» **Tarefas**
1. Reproduza, do texto sobre a paixão em Almodóvar, o trecho de "Má educação é" a "e da paixão.".
2. Reescreva de forma mais concisa o parágrafo do texto sobre a paixão em Almodóvar que começa com "Má educação é um filme", mantendo suas ideias principais.

ENTRE O CÉU E O INFERNO, A PAIXÃO EM ALMODÓVAR
Pois bem, nós que estávamos acostumados ao amor, à paixão e ao desejo femininos desfilados nos diletantes filmes do diretor espanhol, agora nos deparamos com o desejo carnal homossexual masculino e com a mórbida paixão pedófila. Desejo e paixão que constrangem, ao tempo em que mostram reações adversas (do público) que vão do escárnio à indiferença. O menosprezo das relações homossexuais, algo que a sociedade convive e teima em não aceitar; e a indiferença com as relações pedófilas, algo que a sociedade conhece e a trata no submundo da co-existência.
Má educação é um filme em que o sexo é tratado como perversão. As relações mostradas são perversas. É assim que vivem os personagens desta trama que discute a iniciação sexual em internato religioso e a conseqüência no futuro dos assediados. Almodóvar discute o homossexualismo fincado na igreja católica responsabilizando-a por pedofilia e sua conseqüência como o homossexualismo assumido, tão condenado por esta mesma igreja. É a hipocrisia determinante nas relações carnais do desejo e da paixão.

» **Entradas fornecidas**
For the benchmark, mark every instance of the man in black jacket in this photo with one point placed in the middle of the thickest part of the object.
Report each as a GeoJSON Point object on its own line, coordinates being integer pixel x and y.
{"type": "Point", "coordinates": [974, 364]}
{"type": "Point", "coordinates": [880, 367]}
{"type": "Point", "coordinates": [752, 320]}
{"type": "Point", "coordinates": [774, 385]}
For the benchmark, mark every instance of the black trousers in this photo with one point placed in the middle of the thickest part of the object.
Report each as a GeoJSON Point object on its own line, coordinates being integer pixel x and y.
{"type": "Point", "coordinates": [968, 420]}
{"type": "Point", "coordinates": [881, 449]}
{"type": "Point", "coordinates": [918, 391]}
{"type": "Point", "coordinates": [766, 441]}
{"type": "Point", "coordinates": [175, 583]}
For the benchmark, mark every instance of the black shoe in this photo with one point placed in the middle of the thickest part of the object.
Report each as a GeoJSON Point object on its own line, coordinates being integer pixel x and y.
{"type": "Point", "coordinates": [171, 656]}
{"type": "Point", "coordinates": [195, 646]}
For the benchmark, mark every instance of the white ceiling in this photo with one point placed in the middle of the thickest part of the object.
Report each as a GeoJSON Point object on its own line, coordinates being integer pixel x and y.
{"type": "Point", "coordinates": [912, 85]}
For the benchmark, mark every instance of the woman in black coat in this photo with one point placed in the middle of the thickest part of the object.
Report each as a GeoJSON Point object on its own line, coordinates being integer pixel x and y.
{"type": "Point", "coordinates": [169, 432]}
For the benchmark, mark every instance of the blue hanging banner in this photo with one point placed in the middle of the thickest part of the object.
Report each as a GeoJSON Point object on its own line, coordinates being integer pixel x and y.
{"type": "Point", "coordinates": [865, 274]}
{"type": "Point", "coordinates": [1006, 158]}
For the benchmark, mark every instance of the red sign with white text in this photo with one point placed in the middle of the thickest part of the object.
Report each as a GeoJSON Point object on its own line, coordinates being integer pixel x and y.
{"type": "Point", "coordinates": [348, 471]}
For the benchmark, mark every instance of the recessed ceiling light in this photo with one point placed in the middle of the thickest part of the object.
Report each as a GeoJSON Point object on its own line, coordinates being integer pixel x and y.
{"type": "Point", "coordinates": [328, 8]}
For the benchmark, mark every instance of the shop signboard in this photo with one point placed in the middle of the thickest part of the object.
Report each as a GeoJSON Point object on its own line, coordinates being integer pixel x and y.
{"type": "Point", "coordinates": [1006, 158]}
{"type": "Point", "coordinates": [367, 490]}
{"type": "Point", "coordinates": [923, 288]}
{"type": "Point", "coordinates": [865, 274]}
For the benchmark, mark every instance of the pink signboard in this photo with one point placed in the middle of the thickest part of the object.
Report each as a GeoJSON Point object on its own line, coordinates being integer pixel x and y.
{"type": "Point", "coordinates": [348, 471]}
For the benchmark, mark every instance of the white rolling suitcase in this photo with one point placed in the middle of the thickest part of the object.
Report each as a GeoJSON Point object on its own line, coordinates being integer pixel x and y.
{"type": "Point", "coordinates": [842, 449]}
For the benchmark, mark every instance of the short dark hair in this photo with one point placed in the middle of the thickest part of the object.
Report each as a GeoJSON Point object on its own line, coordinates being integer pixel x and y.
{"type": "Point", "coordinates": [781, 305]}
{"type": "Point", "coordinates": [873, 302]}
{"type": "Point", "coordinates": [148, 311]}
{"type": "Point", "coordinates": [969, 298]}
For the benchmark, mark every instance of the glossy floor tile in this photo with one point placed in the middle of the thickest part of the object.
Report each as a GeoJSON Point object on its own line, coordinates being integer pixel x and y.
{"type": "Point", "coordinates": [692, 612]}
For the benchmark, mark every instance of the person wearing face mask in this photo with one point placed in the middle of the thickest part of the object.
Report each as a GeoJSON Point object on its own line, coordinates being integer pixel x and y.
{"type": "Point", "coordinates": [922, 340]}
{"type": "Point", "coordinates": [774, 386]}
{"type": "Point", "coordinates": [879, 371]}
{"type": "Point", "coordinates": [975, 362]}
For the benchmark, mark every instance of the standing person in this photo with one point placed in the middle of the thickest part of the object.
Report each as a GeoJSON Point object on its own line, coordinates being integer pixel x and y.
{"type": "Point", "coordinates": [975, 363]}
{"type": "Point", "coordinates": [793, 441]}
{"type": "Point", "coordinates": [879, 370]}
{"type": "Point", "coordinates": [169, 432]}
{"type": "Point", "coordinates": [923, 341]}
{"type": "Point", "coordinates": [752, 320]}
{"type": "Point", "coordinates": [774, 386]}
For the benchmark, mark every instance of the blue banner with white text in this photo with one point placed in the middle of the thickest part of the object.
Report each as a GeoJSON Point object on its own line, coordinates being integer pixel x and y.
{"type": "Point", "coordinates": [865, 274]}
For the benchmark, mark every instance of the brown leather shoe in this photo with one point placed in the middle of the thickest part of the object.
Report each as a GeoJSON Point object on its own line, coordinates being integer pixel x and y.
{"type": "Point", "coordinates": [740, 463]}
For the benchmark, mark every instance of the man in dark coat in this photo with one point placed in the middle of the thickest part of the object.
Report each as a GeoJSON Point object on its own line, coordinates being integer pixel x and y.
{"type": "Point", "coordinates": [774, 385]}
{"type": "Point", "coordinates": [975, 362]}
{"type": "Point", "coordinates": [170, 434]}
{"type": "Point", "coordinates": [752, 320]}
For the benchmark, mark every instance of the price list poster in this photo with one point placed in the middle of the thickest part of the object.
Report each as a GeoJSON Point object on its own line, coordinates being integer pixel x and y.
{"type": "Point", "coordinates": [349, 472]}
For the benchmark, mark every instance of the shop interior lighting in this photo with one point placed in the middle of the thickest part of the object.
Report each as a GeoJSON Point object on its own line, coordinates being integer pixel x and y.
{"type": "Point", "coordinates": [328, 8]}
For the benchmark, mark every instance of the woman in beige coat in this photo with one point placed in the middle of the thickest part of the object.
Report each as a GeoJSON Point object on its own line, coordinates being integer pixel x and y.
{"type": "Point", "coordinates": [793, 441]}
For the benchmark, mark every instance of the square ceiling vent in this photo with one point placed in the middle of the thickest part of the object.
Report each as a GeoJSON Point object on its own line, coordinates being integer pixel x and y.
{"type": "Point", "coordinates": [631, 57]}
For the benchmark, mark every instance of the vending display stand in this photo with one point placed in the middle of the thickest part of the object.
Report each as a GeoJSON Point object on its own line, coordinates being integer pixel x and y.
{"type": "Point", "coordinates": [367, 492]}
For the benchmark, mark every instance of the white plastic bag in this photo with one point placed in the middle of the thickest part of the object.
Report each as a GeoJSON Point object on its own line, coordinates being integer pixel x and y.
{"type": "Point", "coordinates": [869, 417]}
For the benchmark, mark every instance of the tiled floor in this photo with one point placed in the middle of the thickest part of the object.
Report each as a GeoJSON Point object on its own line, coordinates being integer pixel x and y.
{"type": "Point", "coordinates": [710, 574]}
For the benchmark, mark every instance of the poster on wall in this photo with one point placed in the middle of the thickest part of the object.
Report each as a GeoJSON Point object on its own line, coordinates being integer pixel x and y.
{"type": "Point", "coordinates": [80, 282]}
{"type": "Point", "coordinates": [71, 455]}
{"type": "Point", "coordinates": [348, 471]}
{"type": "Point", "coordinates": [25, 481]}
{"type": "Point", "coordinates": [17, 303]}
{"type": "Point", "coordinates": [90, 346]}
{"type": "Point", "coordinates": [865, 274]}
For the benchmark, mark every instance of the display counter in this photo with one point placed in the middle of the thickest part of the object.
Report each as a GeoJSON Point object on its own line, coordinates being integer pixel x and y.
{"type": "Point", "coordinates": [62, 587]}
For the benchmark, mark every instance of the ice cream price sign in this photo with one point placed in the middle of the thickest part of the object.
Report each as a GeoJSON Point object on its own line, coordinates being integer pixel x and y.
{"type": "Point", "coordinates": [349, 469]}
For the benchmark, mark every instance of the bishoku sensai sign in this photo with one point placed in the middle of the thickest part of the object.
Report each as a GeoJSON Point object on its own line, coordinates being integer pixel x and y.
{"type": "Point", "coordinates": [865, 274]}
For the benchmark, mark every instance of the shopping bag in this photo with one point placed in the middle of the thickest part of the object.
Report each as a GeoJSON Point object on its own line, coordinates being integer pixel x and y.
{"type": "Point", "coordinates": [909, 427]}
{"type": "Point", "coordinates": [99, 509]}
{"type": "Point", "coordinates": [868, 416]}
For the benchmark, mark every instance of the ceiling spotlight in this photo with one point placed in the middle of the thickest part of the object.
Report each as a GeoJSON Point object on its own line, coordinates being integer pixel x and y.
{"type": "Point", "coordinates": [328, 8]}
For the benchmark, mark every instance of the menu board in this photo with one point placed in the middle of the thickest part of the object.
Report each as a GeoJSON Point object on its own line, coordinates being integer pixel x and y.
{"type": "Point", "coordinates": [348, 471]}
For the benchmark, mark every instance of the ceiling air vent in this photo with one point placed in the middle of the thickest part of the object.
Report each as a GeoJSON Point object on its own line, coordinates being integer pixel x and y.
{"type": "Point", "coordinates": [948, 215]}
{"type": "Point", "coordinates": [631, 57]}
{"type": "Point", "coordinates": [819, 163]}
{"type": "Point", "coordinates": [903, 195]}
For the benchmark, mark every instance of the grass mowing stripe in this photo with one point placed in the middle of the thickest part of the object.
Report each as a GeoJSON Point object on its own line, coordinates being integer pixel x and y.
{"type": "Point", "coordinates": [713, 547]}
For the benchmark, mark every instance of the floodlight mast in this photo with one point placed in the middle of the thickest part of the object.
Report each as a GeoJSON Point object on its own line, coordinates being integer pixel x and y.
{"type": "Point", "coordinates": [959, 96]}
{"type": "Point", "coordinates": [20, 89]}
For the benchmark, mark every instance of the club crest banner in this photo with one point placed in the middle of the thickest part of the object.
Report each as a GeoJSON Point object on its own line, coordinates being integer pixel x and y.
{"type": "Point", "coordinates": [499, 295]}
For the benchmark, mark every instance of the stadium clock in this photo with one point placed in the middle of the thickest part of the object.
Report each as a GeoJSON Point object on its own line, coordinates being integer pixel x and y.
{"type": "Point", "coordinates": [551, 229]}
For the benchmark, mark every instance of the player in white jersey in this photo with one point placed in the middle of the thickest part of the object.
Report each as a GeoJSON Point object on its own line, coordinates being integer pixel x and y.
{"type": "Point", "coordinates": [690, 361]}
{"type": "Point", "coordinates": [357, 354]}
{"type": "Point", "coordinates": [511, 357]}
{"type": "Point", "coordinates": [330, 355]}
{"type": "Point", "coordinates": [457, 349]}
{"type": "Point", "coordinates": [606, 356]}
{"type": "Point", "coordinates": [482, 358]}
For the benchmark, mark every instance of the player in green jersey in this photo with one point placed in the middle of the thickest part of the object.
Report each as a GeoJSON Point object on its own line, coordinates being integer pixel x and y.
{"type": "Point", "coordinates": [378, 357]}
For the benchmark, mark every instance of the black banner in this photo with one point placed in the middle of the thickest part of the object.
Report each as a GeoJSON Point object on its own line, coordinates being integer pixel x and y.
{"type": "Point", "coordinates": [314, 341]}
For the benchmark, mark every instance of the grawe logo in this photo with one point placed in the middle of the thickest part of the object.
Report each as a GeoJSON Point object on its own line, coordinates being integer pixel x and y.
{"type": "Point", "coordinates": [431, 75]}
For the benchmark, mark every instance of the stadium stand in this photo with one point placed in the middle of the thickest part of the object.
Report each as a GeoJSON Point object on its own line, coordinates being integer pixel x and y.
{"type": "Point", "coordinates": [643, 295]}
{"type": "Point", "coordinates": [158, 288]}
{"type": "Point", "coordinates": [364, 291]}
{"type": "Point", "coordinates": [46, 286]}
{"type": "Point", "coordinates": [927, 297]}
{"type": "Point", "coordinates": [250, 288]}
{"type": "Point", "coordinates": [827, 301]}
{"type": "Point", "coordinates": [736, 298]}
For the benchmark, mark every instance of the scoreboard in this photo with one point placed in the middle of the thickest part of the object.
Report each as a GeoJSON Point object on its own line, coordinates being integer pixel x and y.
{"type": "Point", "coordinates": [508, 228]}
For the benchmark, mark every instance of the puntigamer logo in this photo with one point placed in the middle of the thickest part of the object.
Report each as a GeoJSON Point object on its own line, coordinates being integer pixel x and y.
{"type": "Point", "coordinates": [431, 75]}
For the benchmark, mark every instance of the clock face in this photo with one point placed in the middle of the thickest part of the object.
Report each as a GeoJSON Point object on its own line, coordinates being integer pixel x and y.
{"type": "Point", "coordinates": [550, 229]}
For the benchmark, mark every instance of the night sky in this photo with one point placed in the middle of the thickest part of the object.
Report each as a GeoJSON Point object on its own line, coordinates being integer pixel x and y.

» **Soluções comentadas**
1.
Má educação é um filme em que o sexo é tratado como perversão. As relações mostradas são perversas. É assim que vivem os personagens desta trama que discute a iniciação sexual em internato religioso e a conseqüência no futuro dos assediados. Almodóvar discute o homossexualismo fincado na igreja católica responsabilizando-a por pedofilia e sua conseqüência como o homossexualismo assumido, tão condenado por esta mesma igreja. É a hipocrisia determinante nas relações carnais do desejo e da paixão.

2. Em Má educação, o sexo é tratado como perversão, e os personagens vivem relações perversas. A trama discute a iniciação sexual em internato religioso e suas consequências no futuro dos assediados. Almodóvar responsabiliza a igreja católica pela pedofilia e aponta como consequência o homossexualismo assumido, condenado por essa mesma igreja. Essa hipocrisia determina as relações carnais do desejo e da paixão.